Passage shown =>
As part of the Fifth World Congress of Environmental and Resource Economists, the GGKP hosted a policy session on the topic of: "Moving Beyond GDP - Measuring Inclusive Green Growth".
How policy makers measure inclusive green growth has important implications for how we monitor the interactions between economic growth, social development and environmental sustainability. Additional research on and deeper understanding of these key linkages is crucial to help designing measurement and results frameworks for monitoring and evaluation so as to guide the development of sound green growth strategies and policies.
The aim of this session was to stimulate a debate amongst the policy and academic communities working on measurement, focusing on the need for more sustainable green growth indicators and opportunities for new measurements of economic growth, which capture more than GDP. In particular, the session focused on a number of research gaps in this area and invite panelists to debate solutions for addressing them. Debate questions included:
- How can we better integrate our measurement of the three pillars of green growth: environment, social and economic? Should we be integrating environmental and social outcomes into economic measures? Given valuation challenges, are there better approaches (e.g. dashboards of indicators)?

Pointing dataset records:

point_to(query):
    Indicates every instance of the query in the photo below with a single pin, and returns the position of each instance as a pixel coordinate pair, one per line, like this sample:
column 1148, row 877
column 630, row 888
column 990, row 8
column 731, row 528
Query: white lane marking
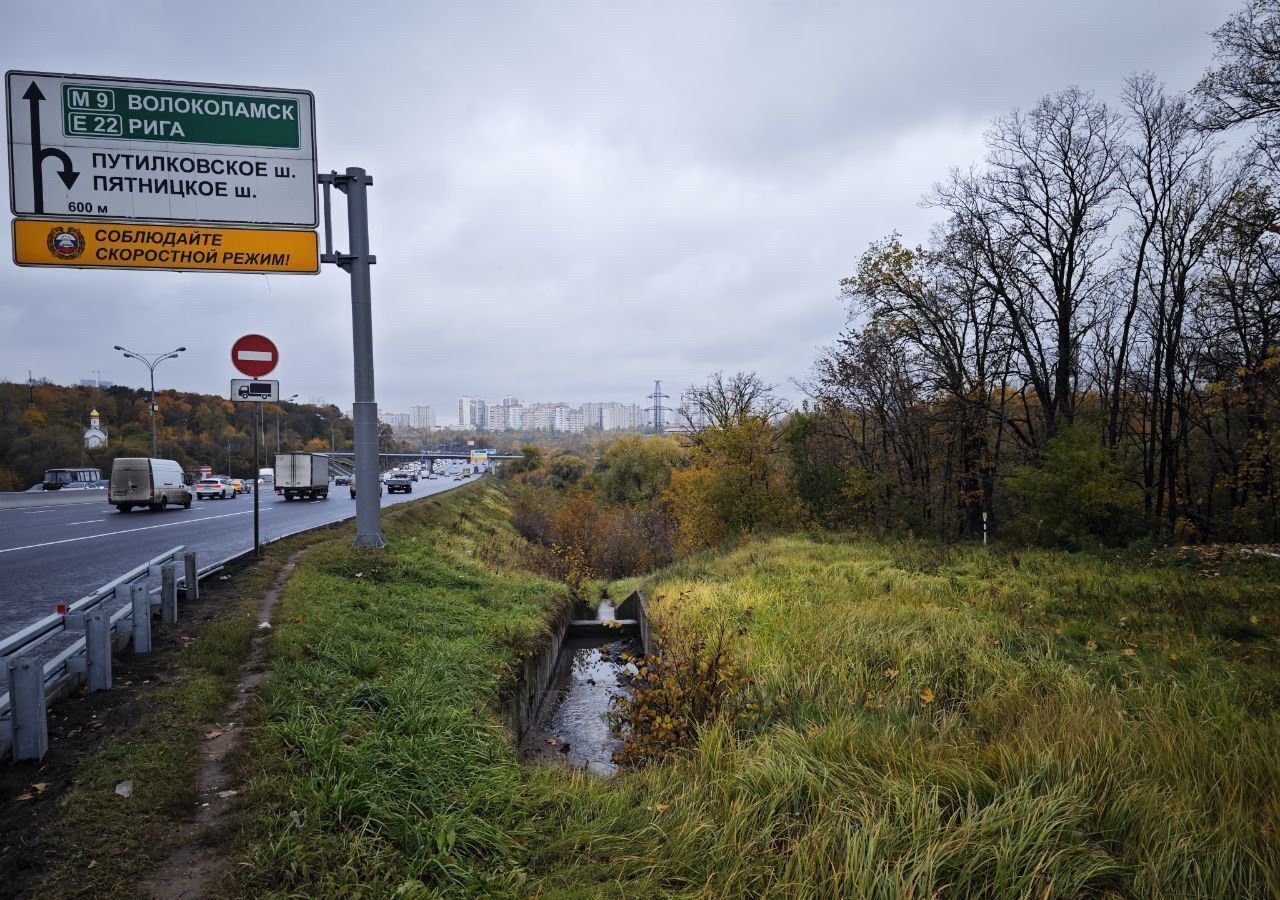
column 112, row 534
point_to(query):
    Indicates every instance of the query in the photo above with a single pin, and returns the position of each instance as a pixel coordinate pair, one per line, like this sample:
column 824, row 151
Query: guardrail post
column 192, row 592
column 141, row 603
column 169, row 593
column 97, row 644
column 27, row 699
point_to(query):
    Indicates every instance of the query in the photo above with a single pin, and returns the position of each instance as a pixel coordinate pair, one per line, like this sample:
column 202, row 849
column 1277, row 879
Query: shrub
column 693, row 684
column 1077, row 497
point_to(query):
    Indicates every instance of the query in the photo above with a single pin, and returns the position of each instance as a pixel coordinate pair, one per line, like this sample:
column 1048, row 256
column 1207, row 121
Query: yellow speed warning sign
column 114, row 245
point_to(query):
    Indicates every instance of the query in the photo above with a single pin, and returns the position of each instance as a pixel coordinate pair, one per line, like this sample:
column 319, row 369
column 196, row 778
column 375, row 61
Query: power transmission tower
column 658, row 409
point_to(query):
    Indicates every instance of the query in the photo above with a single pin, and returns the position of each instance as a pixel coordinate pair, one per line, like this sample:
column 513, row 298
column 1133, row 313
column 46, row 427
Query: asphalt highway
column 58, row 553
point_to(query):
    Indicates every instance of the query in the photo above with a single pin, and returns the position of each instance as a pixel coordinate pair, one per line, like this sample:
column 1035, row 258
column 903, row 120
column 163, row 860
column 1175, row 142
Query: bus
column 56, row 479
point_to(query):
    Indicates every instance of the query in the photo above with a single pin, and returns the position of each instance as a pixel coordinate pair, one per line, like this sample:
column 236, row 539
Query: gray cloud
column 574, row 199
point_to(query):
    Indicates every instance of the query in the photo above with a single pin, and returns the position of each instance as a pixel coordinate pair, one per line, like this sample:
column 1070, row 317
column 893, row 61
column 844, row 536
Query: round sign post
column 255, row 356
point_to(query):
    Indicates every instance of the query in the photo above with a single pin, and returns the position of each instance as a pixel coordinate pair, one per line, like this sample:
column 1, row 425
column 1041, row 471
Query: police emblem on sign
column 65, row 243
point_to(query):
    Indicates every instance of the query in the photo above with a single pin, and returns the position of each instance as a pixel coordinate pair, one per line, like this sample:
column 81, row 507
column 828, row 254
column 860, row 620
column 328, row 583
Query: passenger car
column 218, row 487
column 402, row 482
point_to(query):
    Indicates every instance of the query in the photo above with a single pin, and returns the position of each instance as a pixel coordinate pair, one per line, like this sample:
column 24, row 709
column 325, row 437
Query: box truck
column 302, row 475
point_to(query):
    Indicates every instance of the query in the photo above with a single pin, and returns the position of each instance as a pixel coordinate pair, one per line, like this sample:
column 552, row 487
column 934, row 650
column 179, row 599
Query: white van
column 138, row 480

Aim of the exercise =>
According to the passage about the GGKP policy session, what are the three pillars of green growth?

Answer in full =>
Environment, social and economic.